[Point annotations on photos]
>>
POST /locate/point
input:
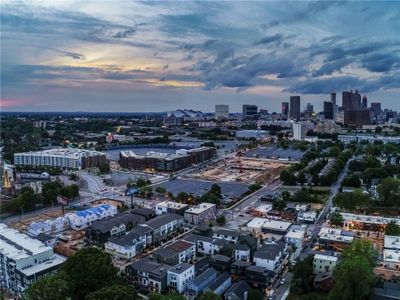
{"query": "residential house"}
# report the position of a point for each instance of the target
(227, 235)
(164, 225)
(200, 283)
(271, 255)
(220, 262)
(220, 284)
(238, 291)
(177, 252)
(129, 245)
(323, 263)
(100, 231)
(179, 276)
(171, 207)
(148, 275)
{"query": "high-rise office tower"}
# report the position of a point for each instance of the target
(294, 109)
(333, 100)
(310, 108)
(351, 100)
(221, 111)
(249, 110)
(285, 109)
(364, 102)
(376, 108)
(328, 110)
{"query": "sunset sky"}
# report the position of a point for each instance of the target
(157, 56)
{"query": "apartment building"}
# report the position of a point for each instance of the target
(61, 157)
(200, 214)
(24, 260)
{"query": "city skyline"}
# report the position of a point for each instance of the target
(159, 56)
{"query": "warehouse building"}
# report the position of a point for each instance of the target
(164, 162)
(61, 157)
(24, 260)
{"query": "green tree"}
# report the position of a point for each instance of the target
(89, 270)
(354, 279)
(363, 248)
(209, 296)
(50, 287)
(389, 191)
(255, 294)
(104, 168)
(221, 220)
(336, 219)
(168, 296)
(160, 190)
(302, 281)
(392, 228)
(288, 178)
(114, 292)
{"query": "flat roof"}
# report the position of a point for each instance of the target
(369, 219)
(55, 261)
(392, 242)
(326, 257)
(19, 242)
(197, 188)
(63, 152)
(200, 208)
(295, 234)
(391, 255)
(171, 204)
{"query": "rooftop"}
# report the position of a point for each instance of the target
(200, 208)
(182, 267)
(63, 152)
(171, 204)
(392, 242)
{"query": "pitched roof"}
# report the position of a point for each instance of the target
(180, 268)
(219, 281)
(127, 239)
(238, 289)
(269, 251)
(203, 276)
(164, 219)
(227, 232)
(106, 225)
(180, 246)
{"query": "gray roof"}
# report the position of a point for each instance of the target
(106, 225)
(193, 238)
(148, 266)
(127, 239)
(182, 267)
(269, 251)
(219, 281)
(165, 252)
(239, 288)
(221, 257)
(142, 211)
(43, 237)
(203, 276)
(164, 219)
(227, 232)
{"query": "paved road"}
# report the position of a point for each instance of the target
(316, 227)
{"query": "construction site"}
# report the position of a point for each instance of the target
(243, 169)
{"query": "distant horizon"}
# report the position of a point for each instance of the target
(69, 55)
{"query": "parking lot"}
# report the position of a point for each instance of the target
(275, 153)
(232, 190)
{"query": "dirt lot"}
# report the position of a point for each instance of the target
(22, 225)
(242, 169)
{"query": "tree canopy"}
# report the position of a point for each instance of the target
(82, 274)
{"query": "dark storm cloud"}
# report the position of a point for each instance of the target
(270, 39)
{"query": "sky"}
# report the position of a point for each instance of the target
(141, 56)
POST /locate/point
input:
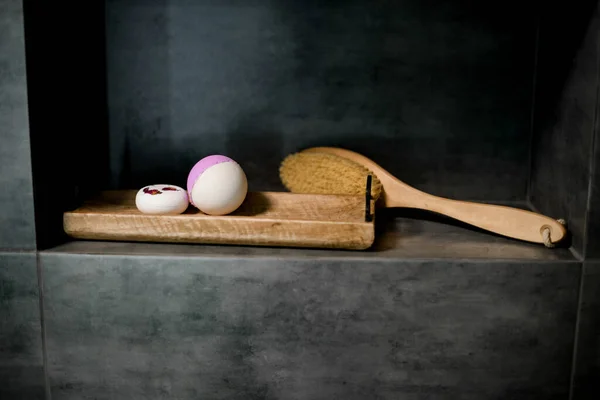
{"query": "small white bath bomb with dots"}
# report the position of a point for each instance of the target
(217, 185)
(162, 200)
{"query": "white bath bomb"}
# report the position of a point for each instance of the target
(162, 199)
(217, 185)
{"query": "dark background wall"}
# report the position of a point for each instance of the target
(439, 92)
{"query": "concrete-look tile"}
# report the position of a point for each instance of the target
(258, 80)
(21, 366)
(587, 363)
(566, 103)
(592, 247)
(17, 224)
(229, 328)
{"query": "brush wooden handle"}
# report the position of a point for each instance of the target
(507, 221)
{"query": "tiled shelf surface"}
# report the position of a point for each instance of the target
(138, 327)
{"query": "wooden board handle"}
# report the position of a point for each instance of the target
(507, 221)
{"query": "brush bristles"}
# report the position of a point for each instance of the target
(321, 173)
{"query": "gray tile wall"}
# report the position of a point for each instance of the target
(592, 248)
(437, 92)
(21, 365)
(194, 327)
(565, 113)
(17, 225)
(587, 366)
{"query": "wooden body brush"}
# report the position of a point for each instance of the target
(340, 171)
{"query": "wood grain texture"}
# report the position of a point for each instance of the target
(507, 221)
(264, 219)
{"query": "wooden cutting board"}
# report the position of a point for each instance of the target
(264, 219)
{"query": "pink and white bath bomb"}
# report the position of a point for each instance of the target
(161, 200)
(217, 185)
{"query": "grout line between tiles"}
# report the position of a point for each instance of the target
(40, 274)
(536, 50)
(594, 143)
(574, 352)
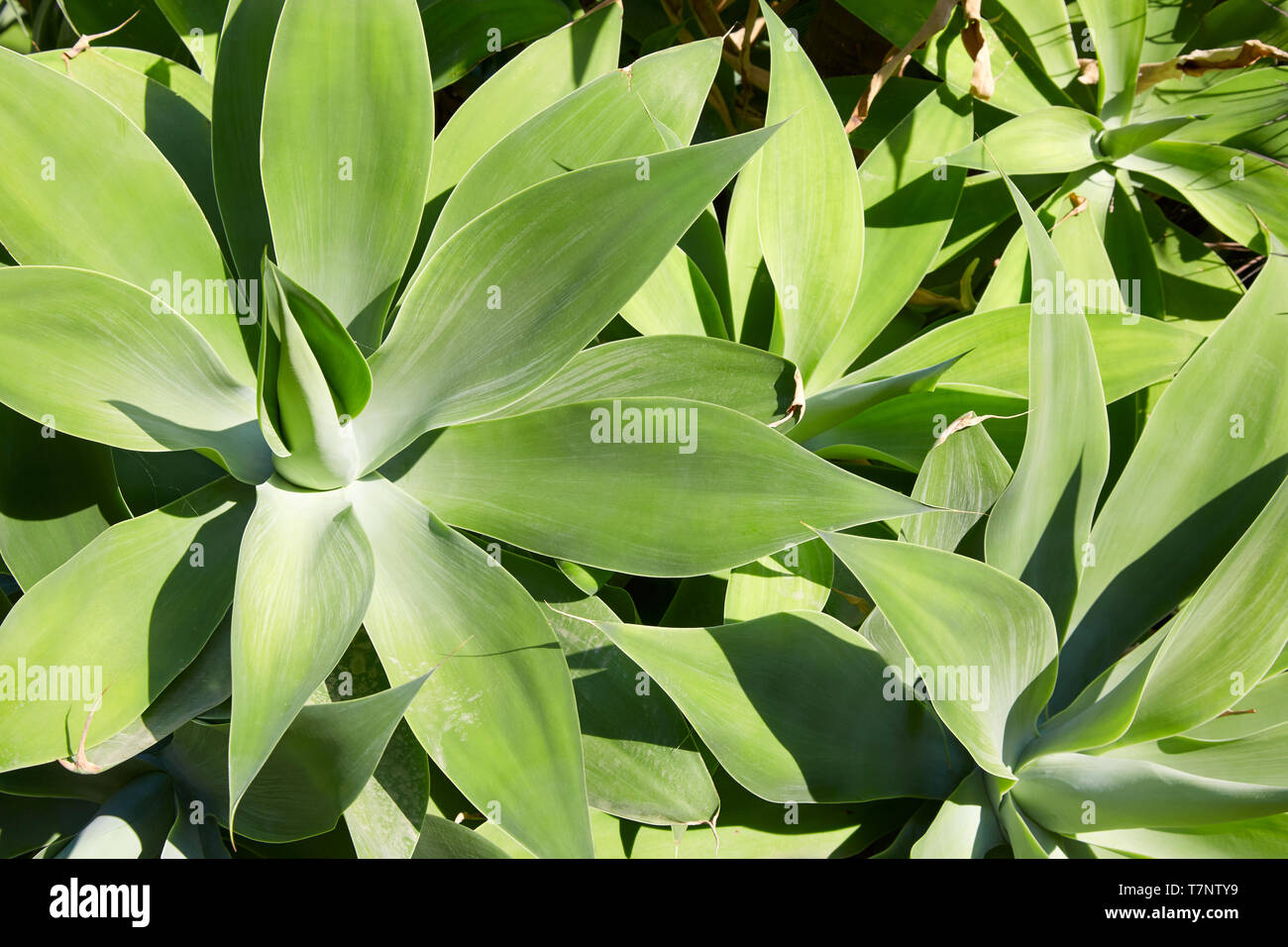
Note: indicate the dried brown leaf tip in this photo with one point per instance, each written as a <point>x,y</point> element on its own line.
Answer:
<point>797,410</point>
<point>1206,59</point>
<point>977,46</point>
<point>82,43</point>
<point>969,420</point>
<point>81,763</point>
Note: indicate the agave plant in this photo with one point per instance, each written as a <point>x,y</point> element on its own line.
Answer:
<point>346,517</point>
<point>349,445</point>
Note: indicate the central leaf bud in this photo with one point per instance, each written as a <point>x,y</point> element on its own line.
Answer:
<point>312,382</point>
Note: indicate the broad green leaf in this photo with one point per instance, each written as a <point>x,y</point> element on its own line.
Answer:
<point>809,208</point>
<point>304,577</point>
<point>1194,676</point>
<point>1043,142</point>
<point>552,144</point>
<point>1119,31</point>
<point>55,210</point>
<point>1198,286</point>
<point>793,705</point>
<point>982,642</point>
<point>384,819</point>
<point>715,488</point>
<point>176,127</point>
<point>27,823</point>
<point>133,372</point>
<point>642,762</point>
<point>675,300</point>
<point>992,352</point>
<point>202,684</point>
<point>500,718</point>
<point>1261,838</point>
<point>153,589</point>
<point>537,77</point>
<point>962,475</point>
<point>674,84</point>
<point>178,78</point>
<point>1133,793</point>
<point>841,402</point>
<point>673,367</point>
<point>902,431</point>
<point>133,823</point>
<point>56,493</point>
<point>443,839</point>
<point>1262,707</point>
<point>1207,463</point>
<point>1039,525</point>
<point>1228,185</point>
<point>436,369</point>
<point>965,827</point>
<point>460,35</point>
<point>331,172</point>
<point>318,767</point>
<point>797,579</point>
<point>198,24</point>
<point>750,827</point>
<point>246,44</point>
<point>909,206</point>
<point>312,382</point>
<point>1125,140</point>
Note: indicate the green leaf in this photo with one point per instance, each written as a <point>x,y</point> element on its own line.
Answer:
<point>675,300</point>
<point>793,706</point>
<point>1261,838</point>
<point>443,839</point>
<point>312,381</point>
<point>201,685</point>
<point>988,671</point>
<point>909,208</point>
<point>434,368</point>
<point>132,372</point>
<point>1176,512</point>
<point>836,405</point>
<point>1193,677</point>
<point>500,719</point>
<point>198,24</point>
<point>304,578</point>
<point>462,35</point>
<point>1228,185</point>
<point>1133,793</point>
<point>552,144</point>
<point>674,84</point>
<point>55,210</point>
<point>810,213</point>
<point>55,495</point>
<point>797,579</point>
<point>1038,527</point>
<point>965,827</point>
<point>537,77</point>
<point>991,351</point>
<point>330,172</point>
<point>320,764</point>
<point>246,44</point>
<point>133,823</point>
<point>1043,142</point>
<point>153,589</point>
<point>721,492</point>
<point>175,125</point>
<point>1119,31</point>
<point>962,475</point>
<point>642,761</point>
<point>671,367</point>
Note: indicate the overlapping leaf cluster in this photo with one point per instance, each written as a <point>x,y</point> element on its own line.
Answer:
<point>971,545</point>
<<
▶ **Exercise instructions**
Reproduce the lines verbatim, starting at the line that contains "Note: indicate the overlapping" and ending at the last line of the entries, including both ends.

▶ **Complete output**
Note: indicate the overlapping leaf cluster in this photo with one point per instance, each written as a <point>x,y</point> element on its own line.
Answer:
<point>971,545</point>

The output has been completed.